• _Consigne de l'exercice_
Pouvez-vous réécrire sous forme de liste le paragraphe du document qui commence par « Pour les œuvres photographiques », en conservant ses faits principaux ?

• _Document_
Pour les photos Creative Commons, il faut veiller en particulier à ce qu’il n’y ait pas de symbole «=». Ce dernier signifie que l’auteur interdit la modification de son œuvre.

Pour les œuvres photographiques, toute adaptation est sujette à autorisation lorsque le caractère individuel de l’œuvre originale reste identifiable. La protection de productions photographiques contre l’adaptation est moins étendue puisque le caractère individuel n'est pas exigé. Des adaptations mineures doivent suffire pour se soustraire à la protection au sens de l’art. 2, al. 3bis LDA. Il est primordial de déterminer s’il s’agit encore de la production qui a motivé l’auteur à prendre le cliché. Lorsque la production originale demeure (largement) identique, lorsque des parties non essentielles sont coupées, le format modifié, le cadre changé et les couleurs atténuées (pour autant que les couleurs ne soient pas l’essence de la production originale), l’adaptation requiert une autorisation. En revanche, lorsque la production est reprise en partie seulement ou que des parties essentielles sont dissimulées ou ajoutées, ou lorsqu’elles ne jouent plus qu’un rôle secondaire dans un nouveau contexte (photocomposition), l’adaptation n'est pas sujette à autorisation, à notre avis, mais possible gratuitement. La jurisprudence devra trancher ces questions.

(Extraits d'un jeu de données d'étiquetage de points)
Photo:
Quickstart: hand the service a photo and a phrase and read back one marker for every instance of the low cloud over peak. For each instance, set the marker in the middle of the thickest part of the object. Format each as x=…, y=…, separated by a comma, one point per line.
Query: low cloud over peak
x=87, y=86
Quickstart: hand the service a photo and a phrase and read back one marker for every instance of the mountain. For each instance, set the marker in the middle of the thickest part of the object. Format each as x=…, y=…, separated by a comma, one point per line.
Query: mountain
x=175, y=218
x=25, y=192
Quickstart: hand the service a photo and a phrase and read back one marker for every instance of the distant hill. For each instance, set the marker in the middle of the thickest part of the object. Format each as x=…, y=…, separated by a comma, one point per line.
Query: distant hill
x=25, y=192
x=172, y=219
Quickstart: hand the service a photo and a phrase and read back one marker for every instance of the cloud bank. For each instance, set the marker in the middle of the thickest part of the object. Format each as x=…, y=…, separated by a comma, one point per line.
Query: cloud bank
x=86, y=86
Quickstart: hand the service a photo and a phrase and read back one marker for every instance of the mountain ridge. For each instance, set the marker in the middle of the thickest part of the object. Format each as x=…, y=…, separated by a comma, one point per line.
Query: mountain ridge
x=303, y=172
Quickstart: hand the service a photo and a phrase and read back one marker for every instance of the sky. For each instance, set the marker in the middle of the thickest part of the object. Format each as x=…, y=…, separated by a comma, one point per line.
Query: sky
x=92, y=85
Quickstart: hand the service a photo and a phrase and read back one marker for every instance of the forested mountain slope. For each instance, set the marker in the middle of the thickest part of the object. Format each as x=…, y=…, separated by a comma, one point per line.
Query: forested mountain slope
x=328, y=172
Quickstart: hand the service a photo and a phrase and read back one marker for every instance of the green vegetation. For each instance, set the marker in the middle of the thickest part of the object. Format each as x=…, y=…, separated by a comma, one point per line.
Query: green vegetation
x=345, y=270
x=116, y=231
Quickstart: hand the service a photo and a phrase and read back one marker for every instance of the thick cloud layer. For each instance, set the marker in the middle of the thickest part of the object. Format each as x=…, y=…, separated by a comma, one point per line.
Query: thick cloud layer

• _Corrigé_
- Œuvres photographiques : toute adaptation est soumise à autorisation si le caractère individuel de l'œuvre originale reste identifiable.
- Productions photographiques : la protection contre l'adaptation est moins étendue, car le caractère individuel n'est pas exigé. Des adaptations mineures doivent suffire pour échapper à la protection de l'art. 2, al. 3bis LDA.
- Critère primordial : déterminer s'il s'agit encore de la production qui a motivé l'auteur à prendre le cliché.
- Adaptation soumise à autorisation : la production originale demeure (largement) identique, des parties non essentielles sont coupées, le format est modifié, le cadre est changé ou les couleurs sont atténuées (pour autant qu'elles ne soient pas l'essence de la production originale).
- Adaptation libre et gratuite, selon l'avis exprimé : la production n'est reprise qu'en partie, des parties essentielles sont dissimulées ou ajoutées, ou elles ne jouent plus qu'un rôle secondaire dans un nouveau contexte (photocomposition).
- Ces questions devront être tranchées par la jurisprudence.